Ok, backstep a little. Google stock is plummeting, why? Well, on face value, its because they are plagued with click fraud. Yawn! So it’s the same old, same old message from Google, a “not our fault” policy where were “doing everything we can to alleviate it”.. Perhaps city investors have come to realize that there’s no-one left in domaining or publishing who still has an active relationship with Google and where their traffic is nothing but Über clean. Growth! Don’t make me laugh. There’s no-one left to gain growth from. Aside from the thousands of decent ex-adsense publishers who are now banned because of some mysterious reasoning by Google, the market is now mature, saturated even. Google have had everyone, banned many, kept a few and treated the rest like beggars where the balance of power lies deep behind their cocky self belief that they own the internet.. And will do forever.. Well, guess what….
So, aside from blaming the usual suspects [read domainers and small publishers here], whats the real reason for the stock demolition? Here we go. Seems the number of click ads in January was essentially the same as it was in the same month a year earlier, and dipped seven percent from December, a month known for major holiday shopping, according to industry-tracker comscore. You don’t say. Shame.
Numbers don’t lie. And what a dilemma for the great G. On the one hand they point the finger of fraud at parked pages and iffy webmasters and on the other hand their stock is suffering because growth has stagnated. Google themselves say that “it is taking steps to reduce click fraud, and to improve relevance and reduce numbers of ads displayed on search pages.” Big deal, i hear you say.
So what’s to do next? Do you eat a fairly chunky slice of humble pie and re-embrace those markets they previously thought beneath them [read domainers and webmasters again], perhaps being contactable and personable [sorry, what am i thinking], which would probably reignite their growth? Or do they take a stand and say “hey, we are now clean and, although we are not expected to grow anymore, at least your ad dollars will be well spent”? My guess is they opt for the latter. Oh, I do hope so.
So what about the forgotten forerunner, Yahoo? In the very least the Microhoo takeover has brought them back into the public gaze. More importantly, the advertiser gaze. And i wouldnt in the very least be surprised if they announce an increase in ad revenue over the past month or so. They are the biggest screw up in the history of the internet, but who’s to say this hasn’t changed, despite the unexpected boost Microsoft has handed them? A opportunity has seemingly presented itself to Yahoo to raise their profile and maybe do a u-turn on their decision to not fight Google in generic search marketing. But who’s to say they will take it, their track record in making obvious decisions is flaky at best? So, Yahoo, a valid contender for the belt or a perpetual has been?

Information supplied =

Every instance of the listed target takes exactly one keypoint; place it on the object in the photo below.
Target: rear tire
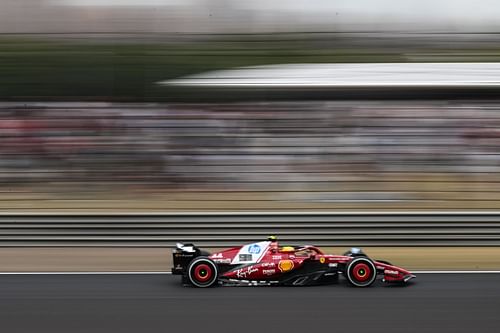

Challenge =
Answer these questions about the post on Google's stock.
1. According to comscore, by what percentage did the number of click ads dip from December to January?
2. Which of the two options for Google does the writer guess the company will choose?
3. According to the post, what has the Microhoo takeover brought Yahoo back into?

Task response =
1. The number of click ads dipped seven percent from December to January.
2. The writer guesses Google will choose the latter option: taking a stand and saying that it is now clean and that, although it is no longer expected to grow, advertisers' ad dollars will at least be well spent.
3. The takeover has brought Yahoo back into the public gaze and, more importantly, the advertiser gaze.